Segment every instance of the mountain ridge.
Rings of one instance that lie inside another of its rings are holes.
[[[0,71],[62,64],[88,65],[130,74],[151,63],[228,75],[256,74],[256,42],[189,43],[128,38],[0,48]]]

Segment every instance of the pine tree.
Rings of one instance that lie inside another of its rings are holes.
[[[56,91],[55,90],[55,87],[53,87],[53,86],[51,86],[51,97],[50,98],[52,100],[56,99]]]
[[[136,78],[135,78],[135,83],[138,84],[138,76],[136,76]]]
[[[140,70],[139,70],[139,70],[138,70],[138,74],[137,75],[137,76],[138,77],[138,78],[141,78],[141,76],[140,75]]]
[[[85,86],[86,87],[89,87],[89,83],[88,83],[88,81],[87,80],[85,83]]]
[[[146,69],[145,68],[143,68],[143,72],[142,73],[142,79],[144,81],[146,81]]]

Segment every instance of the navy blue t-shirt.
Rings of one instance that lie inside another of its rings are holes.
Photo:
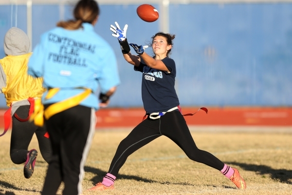
[[[180,104],[174,89],[176,69],[173,59],[162,59],[170,72],[150,68],[141,62],[134,70],[143,73],[142,100],[144,109],[149,113],[166,112]]]

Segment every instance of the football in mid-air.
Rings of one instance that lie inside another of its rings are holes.
[[[137,14],[140,18],[147,22],[156,21],[159,18],[158,11],[148,4],[143,4],[137,8]]]

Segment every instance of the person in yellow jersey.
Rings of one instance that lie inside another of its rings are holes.
[[[41,98],[46,89],[42,78],[34,78],[27,74],[27,64],[32,53],[29,53],[29,39],[22,30],[10,28],[4,40],[6,55],[0,59],[0,93],[3,93],[9,109],[4,116],[5,134],[12,117],[10,158],[13,163],[24,163],[23,173],[30,178],[34,173],[37,151],[28,150],[35,133],[42,156],[48,163],[52,156],[52,147],[46,130],[29,121],[33,113],[35,99]]]

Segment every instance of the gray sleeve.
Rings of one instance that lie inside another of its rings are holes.
[[[6,75],[4,73],[4,70],[2,67],[2,65],[0,64],[0,93],[2,92],[2,88],[5,87],[6,85]]]

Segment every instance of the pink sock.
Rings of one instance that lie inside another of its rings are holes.
[[[106,176],[104,177],[101,183],[105,186],[109,187],[114,183],[115,178],[115,176],[108,173]]]
[[[222,169],[222,170],[220,171],[228,179],[230,179],[230,177],[234,174],[233,169],[225,164],[224,164],[224,167]]]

----

■ DIRECTIONS ■
Can you give the part of the records that opens with the line containing "Segment every instance of the football" and runs through the final line as a numbered list, leaving out blank lines?

■ WRITTEN SOLUTION ■
1. Segment every instance of the football in mid-air.
2. Rings of one instance that lie inside another of its rings are holes.
3. [[[137,14],[140,18],[147,22],[156,21],[159,18],[158,11],[148,4],[143,4],[137,8]]]
4. Segment every instance of the person in yellow jersey.
5. Rings of one instance that lie inside another of its rings are holes.
6. [[[41,98],[46,89],[42,78],[34,78],[27,74],[27,64],[32,53],[29,53],[29,39],[22,30],[10,28],[4,40],[6,55],[0,59],[0,93],[3,93],[9,109],[4,116],[5,134],[12,117],[10,158],[13,163],[24,163],[23,173],[30,178],[34,173],[37,151],[28,150],[35,133],[42,156],[48,163],[52,156],[52,147],[46,130],[29,121],[33,113],[35,99]]]
7. Segment every instance of the gray sleeve.
8. Rings of one instance that lie inside another of its rings are holes.
9. [[[6,75],[4,73],[4,70],[2,67],[2,65],[0,64],[0,93],[2,92],[2,88],[5,87],[6,85]]]
10. Segment every instance of the pink sock.
11. Rings of one instance that lie inside another of its rings are holes.
12. [[[106,176],[104,177],[101,183],[105,186],[109,187],[114,183],[115,178],[115,176],[108,173]]]
13. [[[222,169],[222,170],[220,171],[228,179],[230,179],[230,177],[234,174],[233,169],[225,164],[224,164],[224,167]]]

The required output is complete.